Entries taken from a collection:
==========

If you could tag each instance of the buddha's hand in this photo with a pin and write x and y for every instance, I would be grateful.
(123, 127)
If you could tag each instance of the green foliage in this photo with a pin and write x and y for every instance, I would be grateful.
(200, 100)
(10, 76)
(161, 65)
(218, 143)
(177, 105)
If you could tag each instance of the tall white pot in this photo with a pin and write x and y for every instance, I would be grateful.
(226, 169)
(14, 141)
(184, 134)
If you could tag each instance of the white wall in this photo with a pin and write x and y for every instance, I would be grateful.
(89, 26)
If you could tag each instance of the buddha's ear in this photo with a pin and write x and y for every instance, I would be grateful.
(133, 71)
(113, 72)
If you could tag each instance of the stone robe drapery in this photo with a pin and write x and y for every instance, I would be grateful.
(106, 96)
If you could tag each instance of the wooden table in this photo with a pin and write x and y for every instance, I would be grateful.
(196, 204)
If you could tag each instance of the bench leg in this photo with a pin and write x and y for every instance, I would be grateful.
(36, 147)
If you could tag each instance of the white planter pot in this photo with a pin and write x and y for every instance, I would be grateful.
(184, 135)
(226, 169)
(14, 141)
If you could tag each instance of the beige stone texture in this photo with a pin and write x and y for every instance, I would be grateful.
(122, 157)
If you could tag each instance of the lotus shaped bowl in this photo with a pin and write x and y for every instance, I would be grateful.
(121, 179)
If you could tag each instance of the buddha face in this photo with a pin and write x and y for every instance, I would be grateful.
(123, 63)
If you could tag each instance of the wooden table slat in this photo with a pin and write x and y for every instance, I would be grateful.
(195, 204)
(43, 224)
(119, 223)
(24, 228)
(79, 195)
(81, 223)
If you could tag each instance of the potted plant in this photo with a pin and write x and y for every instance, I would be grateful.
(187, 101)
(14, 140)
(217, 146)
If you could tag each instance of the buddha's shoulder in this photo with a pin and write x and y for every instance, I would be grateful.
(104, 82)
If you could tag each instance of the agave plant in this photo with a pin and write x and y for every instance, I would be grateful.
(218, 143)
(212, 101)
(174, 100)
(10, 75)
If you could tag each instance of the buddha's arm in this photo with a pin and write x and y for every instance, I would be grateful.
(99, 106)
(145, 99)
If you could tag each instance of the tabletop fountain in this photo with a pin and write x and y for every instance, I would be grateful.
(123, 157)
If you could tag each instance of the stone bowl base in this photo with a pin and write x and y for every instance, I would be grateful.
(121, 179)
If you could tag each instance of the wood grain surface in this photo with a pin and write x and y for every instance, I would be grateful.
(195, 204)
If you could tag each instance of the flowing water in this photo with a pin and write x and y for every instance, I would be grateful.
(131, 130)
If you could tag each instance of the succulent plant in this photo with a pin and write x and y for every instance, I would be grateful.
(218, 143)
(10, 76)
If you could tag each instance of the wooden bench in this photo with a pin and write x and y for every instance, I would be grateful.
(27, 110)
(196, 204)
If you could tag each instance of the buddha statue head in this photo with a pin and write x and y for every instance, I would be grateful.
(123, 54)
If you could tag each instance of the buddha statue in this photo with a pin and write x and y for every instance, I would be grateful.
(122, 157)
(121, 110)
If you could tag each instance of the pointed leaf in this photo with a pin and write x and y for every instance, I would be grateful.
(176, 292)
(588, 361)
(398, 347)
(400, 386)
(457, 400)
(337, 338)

==========

Exercise brief> Each record above has to be repeated word for word.

The completed task>
If you could tag each instance of the buddha's hand in this photo with a pin and write x and y for every instance, I would be grateful.
(123, 127)
If you could tag each instance of the green foliage in this photo with a pin and write x and y for every instance, I would be grateful.
(200, 100)
(10, 76)
(161, 65)
(218, 143)
(177, 105)
If you could tag each instance of the tall white pot in this photo with a pin and write x and y for every instance, I would be grateful.
(226, 169)
(14, 141)
(184, 134)
If you could tag each instance of the white wall in this photo with a pin and write x and y for every instance, I would be grateful.
(89, 26)
If you could tag each instance of the buddha's ear in this photo with a pin and write x and y for every instance, I would be grateful.
(133, 71)
(113, 72)
If you could tag each instance of the stone robe drapery in this photo with a pin and write x and y for every instance, I would be grateful.
(106, 96)
If you could tag each instance of the wooden table in this photo with a pin and write x and y for every instance, I would be grateful.
(196, 204)
If you could tag each instance of the bench leg in this photo with a pin and write x and y for every instance, I would be grateful.
(36, 147)
If you could tag each instance of the white planter pot in this photo with a pin and write x and y for every instance, I would be grateful.
(184, 135)
(226, 169)
(14, 141)
If you could tag each instance of the beige stone texture in this photo with a pin and write x and y for every instance, I would be grateful.
(122, 157)
If you could tag each instance of the lotus shaped bowl in this photo with a pin and write x and y for every instance, I would be grateful.
(121, 179)
If you could tag each instance of the buddha face in this photo with a pin and write x and y for every instance, I would be grateful.
(123, 63)
If you could tag each instance of the wooden table slat in this photo with a pin and write x and y for every instance, I would be grateful.
(195, 204)
(43, 224)
(119, 223)
(24, 228)
(79, 195)
(81, 223)
If you could tag each instance of the potted plant in this photo with a pin and write x and y for every instance, I would be grateful.
(187, 101)
(14, 140)
(217, 146)
If you could tag each instance of the buddha's shoulder in this photo with a pin and write x and y for every instance, I would be grateful.
(104, 82)
If you could tag each instance of the agave plant in this photo with a pin and write x and y for every instance, I would be grateful.
(218, 143)
(212, 101)
(174, 100)
(10, 75)
If you could tag each instance of the buddha's arm in this photo with a pin and write x and y for every instance, I would be grateful.
(99, 106)
(145, 99)
If you could tag each instance of the tabletop fountain in this photo with a pin and write x and y for every instance, I would be grateful.
(123, 157)
If you could tag each instance of the stone bowl base in this photo with a pin and write x and y for every instance, I would be grateful.
(121, 179)
If you could tag each instance of the wood grain surface in this photo with a pin and write x and y for every instance, I would be grateful.
(195, 204)
If you could tag each instance of the flowing water in this photo with a pin and write x and y for every instance, I would be grateful.
(131, 130)
If you could tag each instance of the succulent plant in this photo with a pin and write x and y for every instance, I would be grateful.
(218, 143)
(10, 76)
If you could tag each instance of the wooden bench in this photo with a pin and write x and y for every instance, I would be grateful.
(27, 110)
(196, 204)
If you could tag each instance of the buddha statue head in this photo with a pin and write x and y for every instance, I would be grateful.
(123, 54)
If you could tag each instance of the buddha statue in this photo with a pin and write x and y for every instance, I would be grateful.
(122, 157)
(121, 110)
If you could tag each instance of the pointed leaf in this photo with a pin and write x and y for every instance, I would be grateful.
(176, 292)
(588, 361)
(398, 347)
(400, 386)
(457, 400)
(337, 338)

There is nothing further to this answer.